### EXERCISE AIM
Render the rows below as a JSON list of strings, with one string per line and blank lines dropped. Omit the pictures.

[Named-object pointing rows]
::::

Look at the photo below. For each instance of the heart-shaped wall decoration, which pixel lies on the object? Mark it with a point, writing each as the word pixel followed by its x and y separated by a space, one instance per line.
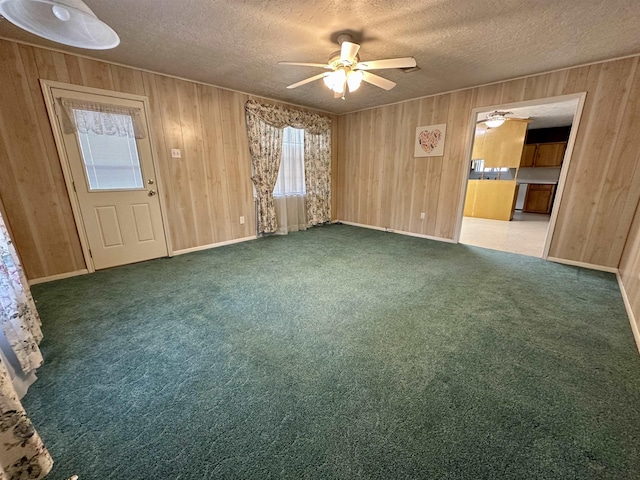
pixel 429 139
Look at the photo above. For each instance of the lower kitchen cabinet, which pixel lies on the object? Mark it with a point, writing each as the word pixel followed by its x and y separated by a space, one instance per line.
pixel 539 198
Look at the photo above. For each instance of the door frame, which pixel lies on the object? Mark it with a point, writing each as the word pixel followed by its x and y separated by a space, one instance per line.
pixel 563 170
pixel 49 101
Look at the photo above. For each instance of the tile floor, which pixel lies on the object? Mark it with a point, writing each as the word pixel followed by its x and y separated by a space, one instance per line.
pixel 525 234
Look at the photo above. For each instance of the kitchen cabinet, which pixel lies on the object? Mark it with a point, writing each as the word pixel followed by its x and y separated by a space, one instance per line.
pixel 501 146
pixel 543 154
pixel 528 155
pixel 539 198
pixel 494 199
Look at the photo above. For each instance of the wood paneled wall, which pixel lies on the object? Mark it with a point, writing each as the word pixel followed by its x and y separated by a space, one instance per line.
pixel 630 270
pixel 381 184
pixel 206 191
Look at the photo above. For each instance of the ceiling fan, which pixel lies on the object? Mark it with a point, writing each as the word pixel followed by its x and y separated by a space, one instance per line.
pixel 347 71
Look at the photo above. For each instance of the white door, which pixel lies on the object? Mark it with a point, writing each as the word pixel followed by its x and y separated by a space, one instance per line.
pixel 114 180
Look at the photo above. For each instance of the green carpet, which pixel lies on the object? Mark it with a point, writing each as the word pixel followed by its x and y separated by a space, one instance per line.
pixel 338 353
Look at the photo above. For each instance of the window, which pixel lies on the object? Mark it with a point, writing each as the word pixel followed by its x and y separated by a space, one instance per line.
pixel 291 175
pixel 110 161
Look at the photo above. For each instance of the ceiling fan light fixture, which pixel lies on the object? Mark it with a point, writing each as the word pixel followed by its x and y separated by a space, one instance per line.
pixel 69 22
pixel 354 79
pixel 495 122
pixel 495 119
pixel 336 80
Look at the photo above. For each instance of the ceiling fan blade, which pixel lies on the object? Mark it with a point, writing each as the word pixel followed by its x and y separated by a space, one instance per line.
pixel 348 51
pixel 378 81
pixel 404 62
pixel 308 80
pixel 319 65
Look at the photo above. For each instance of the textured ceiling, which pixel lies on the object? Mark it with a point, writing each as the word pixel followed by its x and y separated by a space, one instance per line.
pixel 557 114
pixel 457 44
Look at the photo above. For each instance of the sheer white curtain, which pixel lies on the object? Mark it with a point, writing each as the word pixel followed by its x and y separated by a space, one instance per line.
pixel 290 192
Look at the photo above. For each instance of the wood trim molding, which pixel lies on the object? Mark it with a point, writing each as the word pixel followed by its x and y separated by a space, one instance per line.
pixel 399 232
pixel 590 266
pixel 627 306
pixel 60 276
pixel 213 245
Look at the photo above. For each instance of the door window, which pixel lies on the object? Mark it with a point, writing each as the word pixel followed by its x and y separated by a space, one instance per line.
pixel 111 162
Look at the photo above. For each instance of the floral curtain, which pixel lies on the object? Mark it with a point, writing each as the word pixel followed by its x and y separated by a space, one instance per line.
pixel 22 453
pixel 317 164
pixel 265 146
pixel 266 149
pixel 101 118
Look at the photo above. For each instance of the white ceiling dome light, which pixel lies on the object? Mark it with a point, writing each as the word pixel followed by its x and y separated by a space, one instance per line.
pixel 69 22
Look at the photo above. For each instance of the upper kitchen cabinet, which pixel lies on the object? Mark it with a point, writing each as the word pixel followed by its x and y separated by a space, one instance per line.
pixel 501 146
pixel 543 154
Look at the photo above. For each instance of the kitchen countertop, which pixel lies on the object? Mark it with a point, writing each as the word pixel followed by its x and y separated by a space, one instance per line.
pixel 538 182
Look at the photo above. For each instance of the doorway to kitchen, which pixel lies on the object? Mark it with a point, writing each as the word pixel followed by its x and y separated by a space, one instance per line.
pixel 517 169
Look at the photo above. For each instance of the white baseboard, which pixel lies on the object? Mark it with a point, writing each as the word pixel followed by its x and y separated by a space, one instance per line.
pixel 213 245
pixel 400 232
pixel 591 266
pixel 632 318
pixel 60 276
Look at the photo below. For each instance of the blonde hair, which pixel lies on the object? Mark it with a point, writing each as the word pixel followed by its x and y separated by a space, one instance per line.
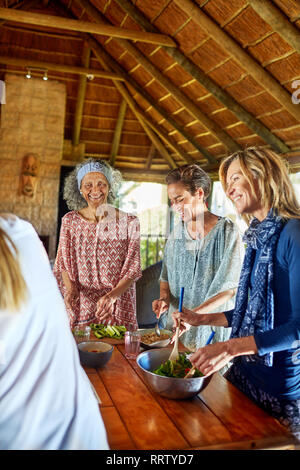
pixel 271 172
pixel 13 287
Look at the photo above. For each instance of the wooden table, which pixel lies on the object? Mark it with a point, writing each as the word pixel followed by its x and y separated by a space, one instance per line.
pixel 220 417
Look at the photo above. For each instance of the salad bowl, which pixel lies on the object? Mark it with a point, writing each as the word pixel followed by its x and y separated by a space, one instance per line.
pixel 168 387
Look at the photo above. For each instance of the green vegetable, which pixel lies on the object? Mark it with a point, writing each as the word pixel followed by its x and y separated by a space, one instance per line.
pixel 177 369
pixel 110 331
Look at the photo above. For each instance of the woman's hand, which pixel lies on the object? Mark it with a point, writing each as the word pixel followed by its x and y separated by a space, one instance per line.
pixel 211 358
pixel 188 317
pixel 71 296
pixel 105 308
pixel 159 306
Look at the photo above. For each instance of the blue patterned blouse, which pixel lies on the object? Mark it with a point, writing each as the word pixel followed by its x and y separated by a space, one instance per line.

::::

### WORKED ANSWER
[
  "Look at the photo below. For each instance of the heart-shaped wall decoration, which pixel lies on the object? Mark it with a point, writing each as the word pixel followed by its x and y separated by a space, one instance per line.",
  "pixel 429 139",
  "Look at the photo above. For each instance of the lower kitchen cabinet, which pixel lies on the object? Mark it with a point, writing each as the word pixel followed by its x and y separated by a space, one instance per line.",
  "pixel 539 198",
  "Look at the photo above. For each instance of the door frame, which pixel lies on the object? Mark it with a point, writing each as the word pixel followed by its x and y separated by a space, one instance per line.",
  "pixel 563 170",
  "pixel 49 101",
  "Look at the photo above. For each instance of the tile floor, which pixel lies on the object? Mark it with a point, writing each as the word pixel followed by its x and y separated by a space, one instance per line.",
  "pixel 525 234",
  "Look at the photo above. For each instance of the kitchen cabinet, which pixel lies on the object? Mark it with a point, writing each as the word pixel followed by its x and y separated by a space, one instance per line.",
  "pixel 501 146",
  "pixel 543 154",
  "pixel 528 155",
  "pixel 539 198",
  "pixel 494 199",
  "Look at the photo above. For each instance of the wood paneled wall, which pixel lies on the object? Mark it with a point, writing each as the word pixel followed by its x and y separated by a space, one instance per line.",
  "pixel 630 270",
  "pixel 381 184",
  "pixel 206 191",
  "Look at the photo above. For each instance of the ceiling fan, which pixel lies on the object? Mark it with a point, writing each as the word pixel followed by its x and y separated by a space, one instance per line.",
  "pixel 347 71",
  "Look at the photo above. For each instance of the white door, which pixel lies on the object? Mark it with a point, writing each as the word pixel followed by its x and y separated by a space, one instance per line.",
  "pixel 114 180",
  "Look at the photo above. For each instance of the green carpet, which pixel lies on the object? Mark it with a point, writing each as the word pixel followed by its x and y separated by a space, one instance per line.",
  "pixel 338 353",
  "Look at the photo above. For each instance of the window, which pixel lies on the object? Mark it with a point, writing each as the word pixel followed by its x and y separated by a space, one instance per line.",
  "pixel 291 175",
  "pixel 110 161",
  "Look at the photo above. For each instance of the ceiling fan light fixture, which pixel lies on the object? Mark it with a point, writing each as the word pixel followed by its x and y separated by a space, one instance per line.",
  "pixel 69 22",
  "pixel 354 79",
  "pixel 495 122",
  "pixel 495 119",
  "pixel 336 80",
  "Look at the photo above. For each instance of the ceiling fan blade, which pixel lies on the object? Mark it with a point, writing each as the word pixel followed by its x and y separated by a space, one instance per line.",
  "pixel 348 51",
  "pixel 378 81",
  "pixel 404 62",
  "pixel 308 80",
  "pixel 319 65",
  "Look at the photo above. For each instance of the textured ceiling, which pixel lies on the object? Mark it with a point, writing each as the word pixel followed by its x and y separated by a space, one instance per line.",
  "pixel 557 114",
  "pixel 457 44",
  "Look at the photo above. For each instance of the sheer white curtain, which pixel lies on the object? Mark it with a point, writing each as the word pixel followed by its x and y separated by a space, one instance per line.",
  "pixel 290 192",
  "Look at the photo above. For each instance of the wood trim molding, which pixel lies on the object? Mark it with a point, writing each as the word pixel followed by its x and y separated by a space, one instance per line.",
  "pixel 399 232",
  "pixel 590 266",
  "pixel 627 306",
  "pixel 60 276",
  "pixel 213 245",
  "Look at the photo above. For each instance of the door window, which pixel lies on the object? Mark it with a point, writing each as the word pixel followed by its x and y separated by a space, one instance per line.",
  "pixel 111 162",
  "Look at the photo above. For each instance of the floral curtain, which pixel lies on the object? Mark it with a point, writing each as the word pixel followed by its x and y separated by a space, one instance per line.",
  "pixel 22 453",
  "pixel 317 164",
  "pixel 265 146",
  "pixel 266 149",
  "pixel 101 118",
  "Look at the photo above. For each instance of the white ceiling dome light, which pixel lies on the object? Mark it with a point, writing each as the word pixel followed by its x and y separated by a space, one instance per line.",
  "pixel 69 22",
  "Look at the photo above. For each instance of the upper kitchen cabinet, which pixel lies on the object? Mark it with a point, writing each as the word pixel followed by its x and y separated by a space, one instance per line.",
  "pixel 501 146",
  "pixel 543 154",
  "Look at the photo above. For each instance of the kitchen countertop, which pixel lies on the object? Mark it with a point, writing each as the word pixel followed by its x and y separated by a space, one instance per line.",
  "pixel 538 182",
  "Look at the photo above. For each instance of the doorway to kitchen, which pixel lies on the object? Mark it with a point, writing each as the word pixel followed by its x and y separated by a space, one instance per line.",
  "pixel 517 169",
  "Look at the photo above. For each instance of the white baseboard, which pixel lies on the object? Mark it with a point, writing each as the word pixel followed by its x and y separated by a space, one instance per line.",
  "pixel 213 245",
  "pixel 400 232",
  "pixel 591 266",
  "pixel 632 318",
  "pixel 60 276",
  "Look at the photo below. For each instance of the blonde hair, which pixel lies on the object? Mark it with a point, writing each as the word pixel followed by its x and y separated by a space, one instance per line.",
  "pixel 271 172",
  "pixel 13 287",
  "Look at the photo above. For each instance of the wooden table, which pixel lies on the object? Mark it with a point, writing each as the word pixel followed by its x and y separated by a space, one instance per line.",
  "pixel 220 417",
  "Look at the photo above. For each instance of the salad bowl, which pixel lies on the object? Mark it with a point, writing each as the word pixel followed by its x and y separated by a space, one instance per line.",
  "pixel 168 387",
  "Look at the photo above. For each instance of the green vegetable, which pixel lies on the object? Mark it with a point, writing each as the word pixel followed by its x and y separated by a space, one instance per line.",
  "pixel 177 369",
  "pixel 110 331",
  "Look at the photo above. For each instance of the woman's hand, which pixel lies on the object? Mark it with a point, writing each as the word pixel followed by its x and y separated by a space, one instance per line.",
  "pixel 211 358",
  "pixel 188 317",
  "pixel 71 296",
  "pixel 105 308",
  "pixel 159 306",
  "Look at the photo above. For each instance of the blue patterned blouse, which pixel lies on the object? Mark it with a point, writing each as the word pixel followed by its x and y separated by a space, one instance per line."
]